**PROBLEM DESCRIPTION**
Nothing in the data may change. Copy all of it exactly.

**SUPPLIED DATA**
----------
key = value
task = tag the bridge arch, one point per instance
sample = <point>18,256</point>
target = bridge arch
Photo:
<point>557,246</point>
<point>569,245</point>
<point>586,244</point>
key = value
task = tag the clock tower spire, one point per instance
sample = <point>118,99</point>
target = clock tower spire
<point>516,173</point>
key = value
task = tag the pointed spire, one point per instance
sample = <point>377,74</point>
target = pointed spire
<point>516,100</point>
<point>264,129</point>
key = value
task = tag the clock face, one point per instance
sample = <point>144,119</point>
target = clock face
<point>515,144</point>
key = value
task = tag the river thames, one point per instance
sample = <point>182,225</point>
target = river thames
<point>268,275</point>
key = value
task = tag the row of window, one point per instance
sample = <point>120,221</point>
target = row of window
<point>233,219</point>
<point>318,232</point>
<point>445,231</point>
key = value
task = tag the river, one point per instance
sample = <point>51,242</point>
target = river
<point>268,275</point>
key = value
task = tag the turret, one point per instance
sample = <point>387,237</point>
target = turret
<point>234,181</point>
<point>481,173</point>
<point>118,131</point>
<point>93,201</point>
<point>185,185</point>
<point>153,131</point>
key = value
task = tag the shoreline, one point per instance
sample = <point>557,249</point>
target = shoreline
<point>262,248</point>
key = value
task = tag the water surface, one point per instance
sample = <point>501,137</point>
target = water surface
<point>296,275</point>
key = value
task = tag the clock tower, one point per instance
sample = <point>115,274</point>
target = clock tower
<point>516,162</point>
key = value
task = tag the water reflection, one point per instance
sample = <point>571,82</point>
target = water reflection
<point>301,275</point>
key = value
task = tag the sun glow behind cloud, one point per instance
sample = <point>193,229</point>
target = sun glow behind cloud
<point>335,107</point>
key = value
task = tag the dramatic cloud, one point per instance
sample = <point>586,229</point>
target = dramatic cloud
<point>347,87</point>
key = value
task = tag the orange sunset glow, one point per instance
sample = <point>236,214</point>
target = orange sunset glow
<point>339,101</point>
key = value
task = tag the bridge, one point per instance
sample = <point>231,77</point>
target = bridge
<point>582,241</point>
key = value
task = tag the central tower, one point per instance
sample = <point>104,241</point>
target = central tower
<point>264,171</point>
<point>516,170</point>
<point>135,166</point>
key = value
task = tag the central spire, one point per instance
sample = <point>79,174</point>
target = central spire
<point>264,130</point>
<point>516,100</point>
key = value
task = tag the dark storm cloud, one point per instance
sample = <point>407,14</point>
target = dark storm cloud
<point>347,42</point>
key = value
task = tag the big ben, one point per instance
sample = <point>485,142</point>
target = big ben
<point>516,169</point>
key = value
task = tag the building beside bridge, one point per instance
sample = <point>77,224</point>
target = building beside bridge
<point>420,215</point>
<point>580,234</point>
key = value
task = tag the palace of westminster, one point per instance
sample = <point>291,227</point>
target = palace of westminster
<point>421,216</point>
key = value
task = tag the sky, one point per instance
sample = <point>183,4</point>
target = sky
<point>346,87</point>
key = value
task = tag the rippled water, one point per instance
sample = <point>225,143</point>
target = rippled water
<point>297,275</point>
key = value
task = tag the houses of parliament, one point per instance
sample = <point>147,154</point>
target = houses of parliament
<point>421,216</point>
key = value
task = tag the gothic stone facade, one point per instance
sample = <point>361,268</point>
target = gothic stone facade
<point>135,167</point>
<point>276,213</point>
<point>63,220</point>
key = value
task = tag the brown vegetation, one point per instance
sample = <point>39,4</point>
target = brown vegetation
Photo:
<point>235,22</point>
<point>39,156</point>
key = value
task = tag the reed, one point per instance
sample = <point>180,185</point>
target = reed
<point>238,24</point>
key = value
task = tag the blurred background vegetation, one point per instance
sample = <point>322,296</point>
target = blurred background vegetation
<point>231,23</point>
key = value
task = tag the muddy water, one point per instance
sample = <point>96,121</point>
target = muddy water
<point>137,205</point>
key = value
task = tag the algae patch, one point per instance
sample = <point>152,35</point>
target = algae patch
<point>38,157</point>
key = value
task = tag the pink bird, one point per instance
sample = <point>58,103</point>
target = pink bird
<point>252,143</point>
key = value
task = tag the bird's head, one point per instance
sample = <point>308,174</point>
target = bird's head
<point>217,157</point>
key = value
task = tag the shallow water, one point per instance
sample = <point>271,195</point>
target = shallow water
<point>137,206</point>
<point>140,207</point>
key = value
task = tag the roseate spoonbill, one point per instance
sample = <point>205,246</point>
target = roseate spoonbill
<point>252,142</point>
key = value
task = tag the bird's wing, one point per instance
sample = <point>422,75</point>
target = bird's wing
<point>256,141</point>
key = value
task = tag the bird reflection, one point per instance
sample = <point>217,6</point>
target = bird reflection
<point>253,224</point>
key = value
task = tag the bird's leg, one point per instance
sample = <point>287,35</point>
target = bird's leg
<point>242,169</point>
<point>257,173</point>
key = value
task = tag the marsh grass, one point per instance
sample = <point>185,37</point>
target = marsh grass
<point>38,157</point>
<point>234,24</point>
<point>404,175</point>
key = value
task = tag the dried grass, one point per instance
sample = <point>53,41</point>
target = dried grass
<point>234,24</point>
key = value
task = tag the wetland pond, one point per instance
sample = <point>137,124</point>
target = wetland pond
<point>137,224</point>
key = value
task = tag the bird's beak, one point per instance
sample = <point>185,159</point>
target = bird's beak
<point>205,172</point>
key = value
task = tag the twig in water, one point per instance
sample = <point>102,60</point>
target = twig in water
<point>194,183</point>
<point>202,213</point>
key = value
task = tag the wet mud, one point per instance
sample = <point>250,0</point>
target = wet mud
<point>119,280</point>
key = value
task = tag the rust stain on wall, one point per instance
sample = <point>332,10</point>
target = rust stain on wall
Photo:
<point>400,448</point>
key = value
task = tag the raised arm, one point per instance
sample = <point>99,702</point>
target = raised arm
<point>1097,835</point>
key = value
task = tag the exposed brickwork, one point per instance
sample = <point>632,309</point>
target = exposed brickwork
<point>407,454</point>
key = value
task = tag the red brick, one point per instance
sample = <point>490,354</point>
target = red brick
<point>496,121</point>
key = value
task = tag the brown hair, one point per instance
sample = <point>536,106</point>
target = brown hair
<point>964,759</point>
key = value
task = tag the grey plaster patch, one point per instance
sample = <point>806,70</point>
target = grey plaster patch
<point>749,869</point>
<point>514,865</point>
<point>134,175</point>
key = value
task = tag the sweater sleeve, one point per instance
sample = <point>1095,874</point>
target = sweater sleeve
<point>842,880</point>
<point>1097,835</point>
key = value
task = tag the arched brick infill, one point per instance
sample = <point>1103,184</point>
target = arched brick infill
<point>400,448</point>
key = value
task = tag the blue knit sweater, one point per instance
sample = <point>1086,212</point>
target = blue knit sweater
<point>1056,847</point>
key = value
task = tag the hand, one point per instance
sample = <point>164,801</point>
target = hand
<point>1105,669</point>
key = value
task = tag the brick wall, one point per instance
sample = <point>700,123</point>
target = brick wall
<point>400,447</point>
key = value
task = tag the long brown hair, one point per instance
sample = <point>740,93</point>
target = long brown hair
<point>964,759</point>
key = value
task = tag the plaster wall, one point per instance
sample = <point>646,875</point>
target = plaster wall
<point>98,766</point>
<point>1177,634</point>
----------
**FINISHED EXERCISE**
key = value
task = tag the bridge arch, one point per instance
sample = <point>18,256</point>
target = bridge arch
Photo:
<point>557,246</point>
<point>569,245</point>
<point>586,244</point>
key = value
task = tag the clock tower spire, one point per instance
sample = <point>118,99</point>
target = clock tower spire
<point>516,173</point>
key = value
task = tag the pointed spire, one point per instance
sample = <point>377,74</point>
target = pointed spire
<point>516,100</point>
<point>264,129</point>
key = value
task = tag the clock face, one point per instance
sample = <point>144,119</point>
target = clock face
<point>515,144</point>
key = value
task = tag the river thames, one point per instance
sample = <point>182,225</point>
target = river thames
<point>268,275</point>
key = value
task = tag the row of window, one point per instance
sample = <point>120,221</point>
target = row of window
<point>233,219</point>
<point>318,232</point>
<point>445,231</point>
key = value
task = tag the river, one point per instance
sample = <point>51,242</point>
target = river
<point>268,275</point>
key = value
task = tag the turret, one point per instance
sample = <point>387,237</point>
target = turret
<point>234,181</point>
<point>481,173</point>
<point>118,131</point>
<point>93,201</point>
<point>185,185</point>
<point>153,131</point>
key = value
task = tag the shoreline, one point per instance
sample = <point>557,249</point>
target = shoreline
<point>262,248</point>
key = value
task = tag the water surface, one point per instance
sample = <point>501,137</point>
target = water surface
<point>296,275</point>
key = value
task = tag the clock tower, one point per instance
sample = <point>115,274</point>
target = clock tower
<point>516,162</point>
key = value
task = tag the water reflection, one point per instance
sample = <point>571,82</point>
target = water reflection
<point>301,275</point>
key = value
task = tag the sun glow behind cloud, one point per instance
sample = <point>193,229</point>
target = sun glow behind cloud
<point>335,107</point>
key = value
task = tag the dramatic cloud, one point per instance
sample = <point>586,229</point>
target = dramatic cloud
<point>347,87</point>
key = value
task = tag the orange sunset glow, one point per instance
sample = <point>236,214</point>
target = orange sunset glow
<point>339,101</point>
key = value
task = tag the bridge, one point per instance
sample = <point>231,77</point>
target = bridge
<point>582,241</point>
key = value
task = tag the central tower, one point per instance
sample = <point>104,241</point>
target = central tower
<point>264,171</point>
<point>516,170</point>
<point>135,166</point>
key = value
task = tag the central spire, one point per instance
sample = <point>79,174</point>
target = central spire
<point>264,130</point>
<point>516,100</point>
key = value
task = tag the dark storm cloud, one point per instance
sample = <point>407,14</point>
target = dark storm cloud
<point>347,42</point>
key = value
task = tag the big ben, one point per instance
sample = <point>485,142</point>
target = big ben
<point>516,169</point>
key = value
task = tag the building beside bridge, one point per instance
sample = <point>77,224</point>
target = building beside bridge
<point>420,215</point>
<point>580,234</point>
key = value
task = tag the palace of westminster, one point per instance
sample = <point>291,227</point>
target = palace of westminster
<point>421,216</point>
key = value
task = tag the sky, one point per instance
sample = <point>183,4</point>
target = sky
<point>346,87</point>
key = value
task = tag the rippled water, one point per instance
sample = <point>225,143</point>
target = rippled water
<point>297,275</point>
key = value
task = tag the houses of parliament, one point per instance
sample = <point>147,154</point>
target = houses of parliament
<point>421,216</point>
key = value
task = tag the gothic stone facade, one point per instance
sample = <point>361,268</point>
target = gothic stone facade
<point>135,167</point>
<point>276,213</point>
<point>63,220</point>
key = value
task = tag the brown vegetation, one point per instance
sample = <point>39,4</point>
target = brown vegetation
Photo:
<point>235,22</point>
<point>39,156</point>
key = value
task = tag the reed, one point per instance
sample = <point>180,185</point>
target = reed
<point>238,24</point>
key = value
task = tag the blurred background vegetation, one point per instance
sample = <point>322,296</point>
target = blurred background vegetation
<point>231,23</point>
key = value
task = tag the muddy water, one point per instance
sample = <point>96,121</point>
target = muddy water
<point>137,205</point>
key = value
task = tag the algae patch, one point per instance
sample = <point>152,35</point>
target = algae patch
<point>38,157</point>
key = value
task = tag the pink bird, one point per instance
sample = <point>58,103</point>
target = pink bird
<point>252,143</point>
key = value
task = tag the bird's head, one point per instance
sample = <point>308,174</point>
target = bird's head
<point>217,157</point>
key = value
task = tag the shallow water, one point per instance
sample = <point>271,195</point>
target = shallow water
<point>137,206</point>
<point>140,207</point>
key = value
task = tag the roseate spoonbill, one point per instance
sample = <point>205,246</point>
target = roseate spoonbill
<point>252,142</point>
key = value
task = tag the bird's wing, one point per instance
sample = <point>422,75</point>
target = bird's wing
<point>256,141</point>
key = value
task = tag the bird reflection, one point per instance
sample = <point>217,6</point>
target = bird reflection
<point>253,224</point>
key = value
task = tag the bird's leg, one point per instance
sample = <point>287,35</point>
target = bird's leg
<point>242,169</point>
<point>257,173</point>
key = value
task = tag the marsh grass, one point per instance
sample = <point>185,37</point>
target = marsh grass
<point>38,157</point>
<point>234,24</point>
<point>404,175</point>
key = value
task = tag the dried grass, one point per instance
sample = <point>53,41</point>
target = dried grass
<point>234,24</point>
key = value
task = tag the wetland pond, one point per instance
sample = <point>137,124</point>
target = wetland pond
<point>137,224</point>
key = value
task = tag the bird's beak, one point per instance
sample = <point>185,159</point>
target = bird's beak
<point>205,172</point>
key = value
task = tag the twig in water, one point per instance
sample = <point>102,60</point>
target = twig in water
<point>194,183</point>
<point>202,213</point>
key = value
task = tag the wet mud, one point per instance
sample = <point>250,0</point>
target = wet mud
<point>119,280</point>
key = value
task = tag the rust stain on wall, one point per instance
sample = <point>332,10</point>
target = rust stain on wall
Photo:
<point>400,448</point>
key = value
task = tag the raised arm, one point per instance
sample = <point>99,702</point>
target = raised arm
<point>1097,835</point>
key = value
task = tag the exposed brickwork, one point per instance
sample = <point>632,309</point>
target = exposed brickwork
<point>407,454</point>
key = value
task = tag the red brick, one point per instance
sample = <point>490,354</point>
target = red brick
<point>496,121</point>
key = value
task = tag the brown hair, one point per instance
sample = <point>536,106</point>
target = brown hair
<point>964,759</point>
key = value
task = tag the grey plaster patch, one point per instance
sample = <point>806,70</point>
target = grey plaster patch
<point>749,869</point>
<point>514,865</point>
<point>134,175</point>
key = value
task = tag the sweater sleeve, one point per instance
sample = <point>1095,874</point>
target = sweater sleeve
<point>842,880</point>
<point>1097,835</point>
key = value
task = tag the arched brick infill, one point per instance
sample = <point>1103,184</point>
target = arched brick infill
<point>400,448</point>
key = value
task = tag the blue knit sweater, one point per instance
sample = <point>1086,212</point>
target = blue knit sweater
<point>1056,847</point>
key = value
task = tag the hand, one point per instance
sample = <point>164,801</point>
target = hand
<point>1105,669</point>
key = value
task = tag the brick wall, one point per instance
sample = <point>700,123</point>
target = brick wall
<point>400,447</point>
key = value
task = tag the long brown hair, one point per instance
sample = <point>740,93</point>
target = long brown hair
<point>964,759</point>
key = value
task = tag the plaster wall, one point per instance
sample = <point>646,875</point>
target = plaster wall
<point>98,766</point>
<point>1177,634</point>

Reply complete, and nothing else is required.